DOCUMENT EXTRACT
Meanwhile Telstra’s telemetry business is working with enterprise fleets to route more efficiently, reduce journeys and take vehicles off the road, while its forthcoming energy business launch will leverage the telco's major investment in windfarms and solar to decarbonise its broader business to supply renewable electricity at no additional cost to consumers – which will ultimately help reduce Telstra’s downstream emissions.
Microsoft, which has pledged to go carbon negative by 2030 – and has a “moonshot” goal to remove all the emissions it has ever produced by 2050 – has incentivised its business units by introducing internal carbon pricing and budgets to influence decision-making. The upshot is that continues to reduce scope 1 and 2 emissions, which fell by 17 per cent in 2021. But scope 3 emissions last year ballooned 23 per cent, partially due to an unforeseen explosion of Xbox sales, gaming and data centre demand as the world locked down and switched to remote working.
Sunita Gloster suggested demand volatility compounded by uncertain political and regulatory frameworks requires exponential scenario planning by boards and marketers. But she said the pandemic also serves as an example of how quickly, government, business and consumers can change.
“We went from working in the office to remote working almost overnight. That is proof that when we put our minds to it, we can make change fast. We learned that we can collaborate globally when our lives depend on it.”
Are we ready to turn off free returns on online retailing and tell customers the delivery will take a week? Because if we want to drive behaviour change, we may have to do that – and communicate to consumers that they have a role to play. These are the choices we need to make, rather than just sitting and talking about purpose and profit.
Carbon choices, hard returns
Gloster said businesses should harness that pandemic mindset to decarbonise at pace.
“The truth is we’re going to get to a point really soon where businesses are going to have to make decisions for planet before profit … and investors and shareholders are going to have to wrestle with that.”
She suggested the pandemic-fuelled ecom boom might be a good place for brands and retailers to start adjusting both corporate and consumer attitudes.
“Are we ready to turn off free returns on online retailing? Because if we want to drive behaviour change, we may have to do that – and communicate to consumers that they have a role to play. How about we take a week to deliver that parcel and from now on, there are no free returns? They are some of the conversations we need to actually start having and the choices we need to make, rather than just sitting and talking about purpose and profit.”

STUDY MATERIAL
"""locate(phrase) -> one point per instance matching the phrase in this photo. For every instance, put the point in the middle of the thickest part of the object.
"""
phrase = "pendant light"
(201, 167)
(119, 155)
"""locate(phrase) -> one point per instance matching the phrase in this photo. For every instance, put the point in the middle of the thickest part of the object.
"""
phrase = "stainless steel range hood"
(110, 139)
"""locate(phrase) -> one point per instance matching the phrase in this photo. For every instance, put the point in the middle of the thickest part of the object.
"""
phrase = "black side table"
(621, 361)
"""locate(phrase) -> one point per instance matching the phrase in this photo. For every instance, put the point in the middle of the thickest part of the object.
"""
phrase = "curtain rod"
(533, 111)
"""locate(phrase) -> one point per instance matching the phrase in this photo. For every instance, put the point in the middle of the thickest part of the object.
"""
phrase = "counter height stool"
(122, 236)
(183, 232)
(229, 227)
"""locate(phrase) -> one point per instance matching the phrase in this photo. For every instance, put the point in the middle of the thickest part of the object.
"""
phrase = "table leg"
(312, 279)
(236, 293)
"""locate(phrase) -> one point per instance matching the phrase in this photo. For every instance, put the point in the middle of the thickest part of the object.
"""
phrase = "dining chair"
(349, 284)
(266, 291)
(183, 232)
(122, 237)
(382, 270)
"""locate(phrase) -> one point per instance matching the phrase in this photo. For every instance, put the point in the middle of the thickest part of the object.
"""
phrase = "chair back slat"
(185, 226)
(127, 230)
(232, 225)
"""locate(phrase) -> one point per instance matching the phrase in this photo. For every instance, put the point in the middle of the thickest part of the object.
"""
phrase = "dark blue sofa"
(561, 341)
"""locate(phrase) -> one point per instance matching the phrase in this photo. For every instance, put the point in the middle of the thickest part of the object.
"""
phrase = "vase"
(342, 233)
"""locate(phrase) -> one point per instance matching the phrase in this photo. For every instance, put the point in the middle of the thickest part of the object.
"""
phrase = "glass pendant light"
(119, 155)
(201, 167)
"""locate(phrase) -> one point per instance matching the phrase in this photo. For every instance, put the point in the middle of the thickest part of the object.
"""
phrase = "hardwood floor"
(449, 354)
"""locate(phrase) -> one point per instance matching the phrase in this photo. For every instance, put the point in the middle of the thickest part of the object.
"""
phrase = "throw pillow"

PROBLEM DETAILS
In two sentences, summarize the excerpt on corporate decarbonization. The data can be set aside; nothing here depends on it.

TASK ANSWER
Telstra is working to cut emissions through fleet telemetry and a planned renewable energy business, while Microsoft has used internal carbon pricing and budgets to lower its scope 1 and 2 emissions by 17 percent in 2021 even as its scope 3 emissions rose 23 percent. Sunita Gloster argued that the speed of change during the pandemic shows businesses can decarbonize at pace, and she suggested online retailers could start by ending free returns and taking longer to deliver in order to drive behavior change.